**WRITTEN REQUEST:**
Begin at the line containing "Place one point per instance of the tree trunk, the" and reproduce the data from there through its end, swapping "tree trunk" for "lamppost" and leaving everything else unchanged.

**RAW DATA:**
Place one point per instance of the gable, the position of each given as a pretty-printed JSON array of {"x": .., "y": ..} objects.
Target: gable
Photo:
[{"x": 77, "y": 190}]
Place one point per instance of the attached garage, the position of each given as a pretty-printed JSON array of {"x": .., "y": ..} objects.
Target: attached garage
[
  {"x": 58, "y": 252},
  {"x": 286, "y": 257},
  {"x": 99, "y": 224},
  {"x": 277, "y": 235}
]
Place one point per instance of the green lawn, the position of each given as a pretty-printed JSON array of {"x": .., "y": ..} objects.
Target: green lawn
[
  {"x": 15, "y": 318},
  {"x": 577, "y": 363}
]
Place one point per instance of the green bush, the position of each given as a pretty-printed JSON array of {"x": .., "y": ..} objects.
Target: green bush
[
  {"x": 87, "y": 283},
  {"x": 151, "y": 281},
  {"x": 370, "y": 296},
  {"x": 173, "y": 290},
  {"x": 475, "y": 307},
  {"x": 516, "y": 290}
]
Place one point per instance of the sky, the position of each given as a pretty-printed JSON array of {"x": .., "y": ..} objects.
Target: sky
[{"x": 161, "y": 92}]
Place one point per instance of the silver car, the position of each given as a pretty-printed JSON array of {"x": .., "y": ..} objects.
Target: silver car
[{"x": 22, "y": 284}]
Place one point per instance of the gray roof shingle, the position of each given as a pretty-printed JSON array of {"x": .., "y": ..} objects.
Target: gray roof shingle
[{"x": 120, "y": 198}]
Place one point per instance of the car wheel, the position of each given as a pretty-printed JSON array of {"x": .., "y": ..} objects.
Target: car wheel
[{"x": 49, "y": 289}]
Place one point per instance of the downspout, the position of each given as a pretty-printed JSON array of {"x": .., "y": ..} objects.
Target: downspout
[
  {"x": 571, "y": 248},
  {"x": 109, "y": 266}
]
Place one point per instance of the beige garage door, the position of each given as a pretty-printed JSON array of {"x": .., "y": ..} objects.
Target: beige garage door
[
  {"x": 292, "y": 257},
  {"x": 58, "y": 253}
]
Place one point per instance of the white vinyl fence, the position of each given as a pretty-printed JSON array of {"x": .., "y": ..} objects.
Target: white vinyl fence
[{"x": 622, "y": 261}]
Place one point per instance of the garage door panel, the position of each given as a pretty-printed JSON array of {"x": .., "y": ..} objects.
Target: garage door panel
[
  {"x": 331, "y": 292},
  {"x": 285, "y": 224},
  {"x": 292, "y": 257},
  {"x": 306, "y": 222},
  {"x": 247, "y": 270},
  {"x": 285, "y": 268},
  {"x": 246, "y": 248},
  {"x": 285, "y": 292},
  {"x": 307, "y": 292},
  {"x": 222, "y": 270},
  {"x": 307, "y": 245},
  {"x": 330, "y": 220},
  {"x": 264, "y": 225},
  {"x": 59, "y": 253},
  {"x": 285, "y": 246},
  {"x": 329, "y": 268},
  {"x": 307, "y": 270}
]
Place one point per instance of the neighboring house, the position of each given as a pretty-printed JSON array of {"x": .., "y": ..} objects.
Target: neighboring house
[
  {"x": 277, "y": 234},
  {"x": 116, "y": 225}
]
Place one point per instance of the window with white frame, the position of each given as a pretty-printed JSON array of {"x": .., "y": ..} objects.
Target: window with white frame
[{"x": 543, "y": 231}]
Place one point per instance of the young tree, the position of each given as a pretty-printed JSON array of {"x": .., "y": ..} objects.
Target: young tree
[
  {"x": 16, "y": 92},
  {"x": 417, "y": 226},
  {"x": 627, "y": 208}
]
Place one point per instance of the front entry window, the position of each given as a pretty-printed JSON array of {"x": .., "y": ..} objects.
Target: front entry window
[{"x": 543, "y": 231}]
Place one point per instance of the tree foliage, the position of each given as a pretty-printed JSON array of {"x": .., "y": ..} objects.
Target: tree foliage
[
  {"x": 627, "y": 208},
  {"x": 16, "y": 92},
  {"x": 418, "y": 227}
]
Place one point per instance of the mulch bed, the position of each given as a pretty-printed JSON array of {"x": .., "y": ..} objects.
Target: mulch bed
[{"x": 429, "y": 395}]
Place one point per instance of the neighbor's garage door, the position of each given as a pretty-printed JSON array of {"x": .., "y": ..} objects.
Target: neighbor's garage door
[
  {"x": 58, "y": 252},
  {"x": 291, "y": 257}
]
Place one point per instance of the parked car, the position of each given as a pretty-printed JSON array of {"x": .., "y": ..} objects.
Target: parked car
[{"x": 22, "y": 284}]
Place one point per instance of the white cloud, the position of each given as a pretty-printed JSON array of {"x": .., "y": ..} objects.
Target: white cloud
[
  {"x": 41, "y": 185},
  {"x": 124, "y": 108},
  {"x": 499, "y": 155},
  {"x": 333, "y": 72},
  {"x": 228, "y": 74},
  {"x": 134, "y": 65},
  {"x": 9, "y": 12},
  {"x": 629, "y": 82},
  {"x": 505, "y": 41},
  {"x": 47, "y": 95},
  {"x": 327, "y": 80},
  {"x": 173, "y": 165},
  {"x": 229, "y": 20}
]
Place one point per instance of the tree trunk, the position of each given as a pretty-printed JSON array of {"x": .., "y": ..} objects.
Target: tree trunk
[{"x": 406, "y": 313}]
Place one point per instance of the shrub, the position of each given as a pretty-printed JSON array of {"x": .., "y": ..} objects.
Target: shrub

**RESULT OF THIS TASK:**
Place one point per instance of the lamppost, the position of each given as a pretty-printed JSON array of {"x": .., "y": ..} objects.
Target: lamppost
[{"x": 406, "y": 313}]
Place one point per instance of the shrub, the position of each given as a pretty-printed JSON array of {"x": .., "y": ..} objects.
Target: shrub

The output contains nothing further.